EXTRAIT FOURNI:
-*-*-
Le 08 octobre 2022, la société Nike innovate a toutefois de nouveau fait constater par un procès-verbal dressé par un commissaire de justice, l'offre à la vente et la vente, au sein du même stand n°80 du [Adresse 8], de produits qui seraient une contrefaçon de ses marques.
Par une ordonnance du 18 avril 2023, le juge des référé a ordonné aux sociétés Le [Adresse 8] et Société de gestion du [Adresse 8] de fournir aux sociétés Lacoste et Nike innovate, par l'intermédiaire de leur avocat, l'ensemble des informations en leur possession s'agissant de l'identité des occupants des locaux commerciaux situés dans le [Adresse 8], notamment les locaux n°80 et 103, selon le plan du marché communiqué sur le site, et en particulier leurs coordonnées professionnelles et personnelles complètes ainsi que la nature, la date et une copie du contrat des occupants.
Par courriel des 05 et 10 mai 2023, le conseil des sociétés Le [Adresse 8] et Société de gestion du [Adresse 8] a communiqué le contrat liant les sociétés défenderesses à l'occupant des stands n°80 et 103 et l'ensemble des informations en leur possession s'agissant de l'identité dudit occupant, à savoir M. [R]. Des contrats de sous-bail dérogatoire conclus le 16 octobre 2019 ont été transmis. La consultation du registre du commerce et des sociétés de Bobigny a révélé que M. [R] était le président de la société Aris.

Le 03 juin 2023, les sociétés Lacoste et Nike innovate ont de nouveau fait constater par un procès-verbal de constat d'achat de commissaire de justice, l'offre à la vente et la vente, au sein de nouveaux stands, situé dans le [Adresse 8], de produits revêtus de leurs marques.
Par actes de commissaire de justice des 26 et 28 juillet 2023, les sociétés Lacoste et Nike innovate ont fait assigner M. [R] et la société Aris en contrefaçon de marques, aux côtés de la Société de gestion du [Adresse 8] et de la société Le [Adresse 8].
-*-*-
LIGNES DE DONNÉES:
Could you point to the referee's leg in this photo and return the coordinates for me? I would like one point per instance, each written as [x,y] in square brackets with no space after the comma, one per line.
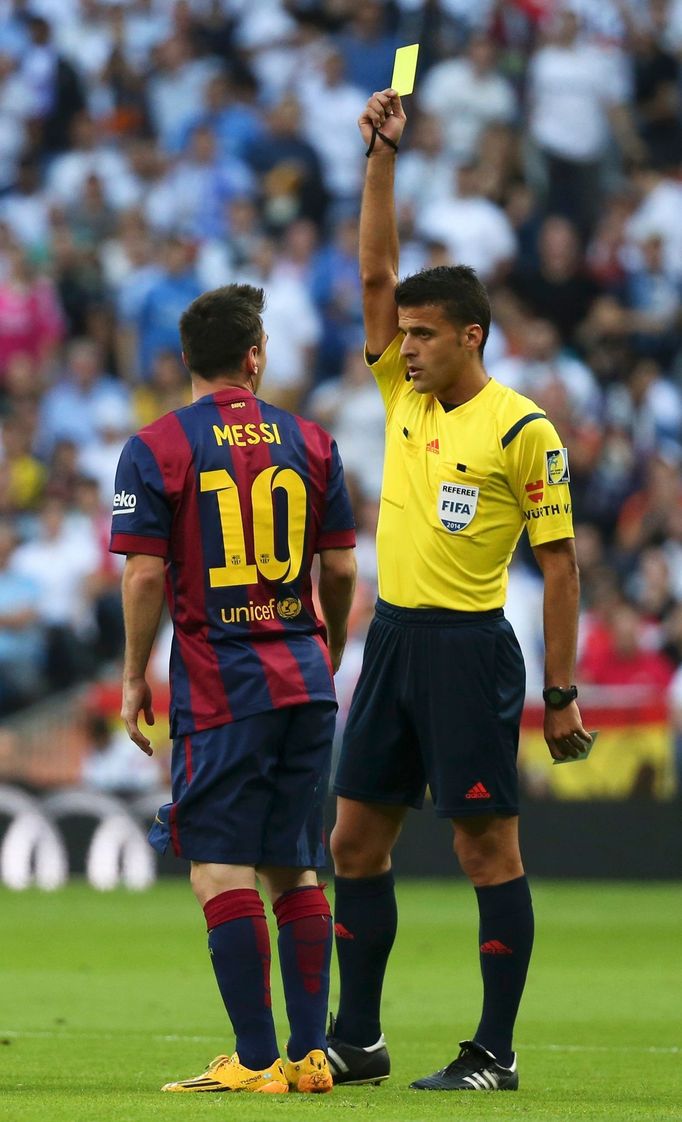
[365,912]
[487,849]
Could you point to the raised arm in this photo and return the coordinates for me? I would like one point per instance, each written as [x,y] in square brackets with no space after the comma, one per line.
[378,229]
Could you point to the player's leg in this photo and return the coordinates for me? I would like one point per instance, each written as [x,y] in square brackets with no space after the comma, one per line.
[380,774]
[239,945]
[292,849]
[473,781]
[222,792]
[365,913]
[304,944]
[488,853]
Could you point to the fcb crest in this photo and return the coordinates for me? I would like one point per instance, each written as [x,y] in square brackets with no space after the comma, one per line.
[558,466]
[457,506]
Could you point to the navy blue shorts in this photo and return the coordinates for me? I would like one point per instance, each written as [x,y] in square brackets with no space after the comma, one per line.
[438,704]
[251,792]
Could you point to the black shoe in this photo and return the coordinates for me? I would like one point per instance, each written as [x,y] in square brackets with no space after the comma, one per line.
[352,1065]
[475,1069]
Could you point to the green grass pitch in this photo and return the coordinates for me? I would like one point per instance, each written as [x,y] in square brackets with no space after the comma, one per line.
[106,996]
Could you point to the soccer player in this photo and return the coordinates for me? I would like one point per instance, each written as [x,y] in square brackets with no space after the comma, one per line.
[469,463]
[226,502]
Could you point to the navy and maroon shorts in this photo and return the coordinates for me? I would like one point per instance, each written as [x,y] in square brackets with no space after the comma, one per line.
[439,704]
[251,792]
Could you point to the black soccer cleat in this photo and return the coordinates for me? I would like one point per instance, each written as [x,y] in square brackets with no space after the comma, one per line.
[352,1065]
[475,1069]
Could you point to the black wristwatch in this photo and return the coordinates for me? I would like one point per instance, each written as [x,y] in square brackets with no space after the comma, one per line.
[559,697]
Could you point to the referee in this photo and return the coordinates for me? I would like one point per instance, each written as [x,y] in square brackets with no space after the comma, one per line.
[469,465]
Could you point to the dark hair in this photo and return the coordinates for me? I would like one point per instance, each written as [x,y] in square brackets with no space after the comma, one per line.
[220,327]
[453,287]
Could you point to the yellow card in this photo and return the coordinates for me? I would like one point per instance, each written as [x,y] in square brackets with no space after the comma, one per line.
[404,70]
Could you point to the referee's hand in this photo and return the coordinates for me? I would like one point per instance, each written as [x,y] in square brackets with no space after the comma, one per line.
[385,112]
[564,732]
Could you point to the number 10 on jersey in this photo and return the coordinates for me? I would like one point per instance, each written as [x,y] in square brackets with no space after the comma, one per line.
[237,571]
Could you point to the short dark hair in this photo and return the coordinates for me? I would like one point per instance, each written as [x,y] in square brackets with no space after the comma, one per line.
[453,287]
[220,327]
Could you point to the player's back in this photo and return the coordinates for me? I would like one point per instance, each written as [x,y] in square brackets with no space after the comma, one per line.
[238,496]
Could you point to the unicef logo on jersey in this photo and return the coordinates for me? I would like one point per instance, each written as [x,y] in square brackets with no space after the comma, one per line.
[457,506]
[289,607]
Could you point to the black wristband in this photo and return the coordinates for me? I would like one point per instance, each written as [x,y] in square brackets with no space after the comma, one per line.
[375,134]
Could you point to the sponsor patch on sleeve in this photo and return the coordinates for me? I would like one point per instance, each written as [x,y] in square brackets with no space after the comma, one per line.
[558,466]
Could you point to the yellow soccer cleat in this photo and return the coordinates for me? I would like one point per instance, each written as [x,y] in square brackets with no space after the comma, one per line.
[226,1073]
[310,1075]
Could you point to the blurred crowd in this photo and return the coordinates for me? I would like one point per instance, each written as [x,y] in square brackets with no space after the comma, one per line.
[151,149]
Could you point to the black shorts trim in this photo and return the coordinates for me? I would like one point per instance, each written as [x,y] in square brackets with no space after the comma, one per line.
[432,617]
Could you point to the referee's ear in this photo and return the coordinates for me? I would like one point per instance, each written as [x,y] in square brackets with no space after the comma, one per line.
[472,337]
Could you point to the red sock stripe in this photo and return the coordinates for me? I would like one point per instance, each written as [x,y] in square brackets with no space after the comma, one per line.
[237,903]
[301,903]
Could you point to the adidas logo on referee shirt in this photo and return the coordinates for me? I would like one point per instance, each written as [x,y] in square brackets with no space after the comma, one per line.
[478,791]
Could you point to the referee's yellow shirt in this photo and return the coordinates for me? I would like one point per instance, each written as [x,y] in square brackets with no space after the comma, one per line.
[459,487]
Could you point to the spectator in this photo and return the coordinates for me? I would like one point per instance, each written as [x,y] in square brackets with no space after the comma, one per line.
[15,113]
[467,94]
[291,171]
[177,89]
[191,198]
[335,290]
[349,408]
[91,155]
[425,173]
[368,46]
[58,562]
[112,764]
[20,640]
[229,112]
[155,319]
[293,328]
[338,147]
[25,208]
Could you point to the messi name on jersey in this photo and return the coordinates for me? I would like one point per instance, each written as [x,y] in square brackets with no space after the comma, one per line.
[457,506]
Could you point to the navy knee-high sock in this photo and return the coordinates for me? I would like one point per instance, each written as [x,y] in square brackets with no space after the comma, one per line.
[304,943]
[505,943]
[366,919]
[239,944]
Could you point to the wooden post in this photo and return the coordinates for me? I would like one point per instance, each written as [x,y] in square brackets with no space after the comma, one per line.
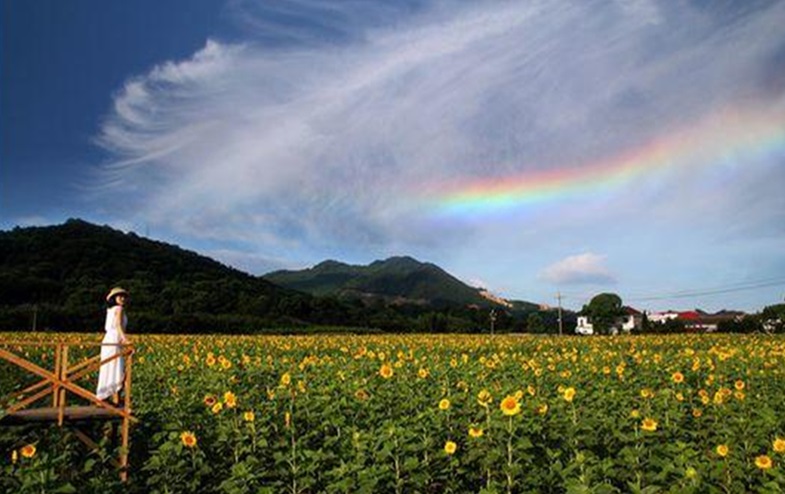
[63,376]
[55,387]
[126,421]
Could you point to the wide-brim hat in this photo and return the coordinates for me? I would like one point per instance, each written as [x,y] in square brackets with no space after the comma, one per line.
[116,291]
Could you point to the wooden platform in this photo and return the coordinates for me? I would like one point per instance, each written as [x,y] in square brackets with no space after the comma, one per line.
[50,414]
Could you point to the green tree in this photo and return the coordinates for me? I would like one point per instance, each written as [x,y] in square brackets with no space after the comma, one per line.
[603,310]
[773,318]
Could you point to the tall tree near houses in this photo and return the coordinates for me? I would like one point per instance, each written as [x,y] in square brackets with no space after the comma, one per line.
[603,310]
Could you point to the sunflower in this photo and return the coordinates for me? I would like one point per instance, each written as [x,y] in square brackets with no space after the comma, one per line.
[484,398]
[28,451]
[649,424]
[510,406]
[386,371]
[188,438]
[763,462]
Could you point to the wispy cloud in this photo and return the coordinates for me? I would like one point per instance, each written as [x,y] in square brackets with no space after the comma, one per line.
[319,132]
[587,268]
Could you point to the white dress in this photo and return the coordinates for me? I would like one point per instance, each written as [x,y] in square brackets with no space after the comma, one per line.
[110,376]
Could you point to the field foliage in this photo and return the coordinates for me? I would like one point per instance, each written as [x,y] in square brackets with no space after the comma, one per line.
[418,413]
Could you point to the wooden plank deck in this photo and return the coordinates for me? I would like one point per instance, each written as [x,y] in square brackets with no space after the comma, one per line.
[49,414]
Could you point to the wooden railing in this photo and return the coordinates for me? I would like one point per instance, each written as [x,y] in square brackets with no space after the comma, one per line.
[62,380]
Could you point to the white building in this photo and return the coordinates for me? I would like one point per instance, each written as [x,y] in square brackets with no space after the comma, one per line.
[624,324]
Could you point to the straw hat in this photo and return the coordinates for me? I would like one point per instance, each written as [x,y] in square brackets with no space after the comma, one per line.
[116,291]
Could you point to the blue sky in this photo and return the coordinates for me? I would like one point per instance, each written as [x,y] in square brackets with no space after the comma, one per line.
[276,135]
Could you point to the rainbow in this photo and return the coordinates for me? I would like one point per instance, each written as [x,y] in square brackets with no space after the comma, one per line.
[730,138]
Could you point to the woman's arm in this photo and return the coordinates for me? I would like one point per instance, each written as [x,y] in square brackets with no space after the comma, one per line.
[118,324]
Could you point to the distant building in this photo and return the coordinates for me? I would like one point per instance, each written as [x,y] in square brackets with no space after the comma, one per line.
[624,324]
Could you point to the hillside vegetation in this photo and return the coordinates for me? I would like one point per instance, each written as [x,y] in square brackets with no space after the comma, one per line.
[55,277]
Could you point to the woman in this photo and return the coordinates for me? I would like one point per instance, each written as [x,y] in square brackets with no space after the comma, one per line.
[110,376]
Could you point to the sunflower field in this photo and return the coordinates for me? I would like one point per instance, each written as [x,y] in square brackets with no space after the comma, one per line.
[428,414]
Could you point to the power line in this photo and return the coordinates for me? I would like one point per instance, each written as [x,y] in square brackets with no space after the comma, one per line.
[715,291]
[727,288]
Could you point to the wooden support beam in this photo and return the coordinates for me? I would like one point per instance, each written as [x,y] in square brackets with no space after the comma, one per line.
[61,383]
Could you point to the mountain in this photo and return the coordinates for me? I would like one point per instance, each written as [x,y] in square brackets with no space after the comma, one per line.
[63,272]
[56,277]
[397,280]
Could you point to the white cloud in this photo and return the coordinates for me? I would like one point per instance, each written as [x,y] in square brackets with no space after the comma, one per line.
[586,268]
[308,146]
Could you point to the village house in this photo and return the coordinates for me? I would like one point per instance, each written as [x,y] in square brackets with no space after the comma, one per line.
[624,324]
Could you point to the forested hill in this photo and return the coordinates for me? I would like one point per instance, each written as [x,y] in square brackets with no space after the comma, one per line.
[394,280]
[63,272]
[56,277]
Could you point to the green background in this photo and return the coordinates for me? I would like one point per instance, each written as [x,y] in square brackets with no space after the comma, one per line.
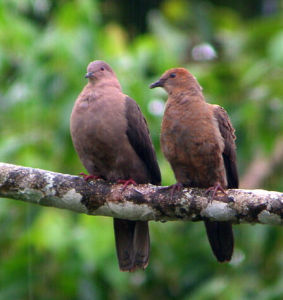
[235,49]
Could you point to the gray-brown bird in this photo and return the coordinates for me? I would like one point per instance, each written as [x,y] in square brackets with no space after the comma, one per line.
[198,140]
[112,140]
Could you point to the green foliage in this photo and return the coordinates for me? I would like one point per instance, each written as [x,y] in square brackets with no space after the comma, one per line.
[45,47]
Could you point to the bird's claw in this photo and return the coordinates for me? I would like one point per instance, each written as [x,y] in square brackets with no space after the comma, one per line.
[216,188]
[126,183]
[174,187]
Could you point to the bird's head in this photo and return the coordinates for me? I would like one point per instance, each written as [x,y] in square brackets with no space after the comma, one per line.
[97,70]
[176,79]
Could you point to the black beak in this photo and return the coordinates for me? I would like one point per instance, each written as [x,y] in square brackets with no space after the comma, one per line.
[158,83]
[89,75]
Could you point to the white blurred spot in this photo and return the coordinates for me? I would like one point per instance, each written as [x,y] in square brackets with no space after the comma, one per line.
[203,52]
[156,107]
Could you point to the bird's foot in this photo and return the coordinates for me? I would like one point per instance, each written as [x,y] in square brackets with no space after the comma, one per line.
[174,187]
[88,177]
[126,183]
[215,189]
-*-*-
DÉFI:
D'après l'extrait fourni, répondez aux questions suivantes :
(a) À quelle date le juge des référés a-t-il rendu son ordonnance ?
(b) À quelle date les contrats de sous-bail dérogatoire transmis ont-ils été conclus ?
(c) Quel registre a révélé que M. [R] était le président de la société Aris ?
Appuyez-vous uniquement sur l'extrait fourni.

CORRIGÉ:
(a) Le 18 avril 2023.
(b) Le 16 octobre 2019.
(c) Le registre du commerce et des sociétés de Bobigny.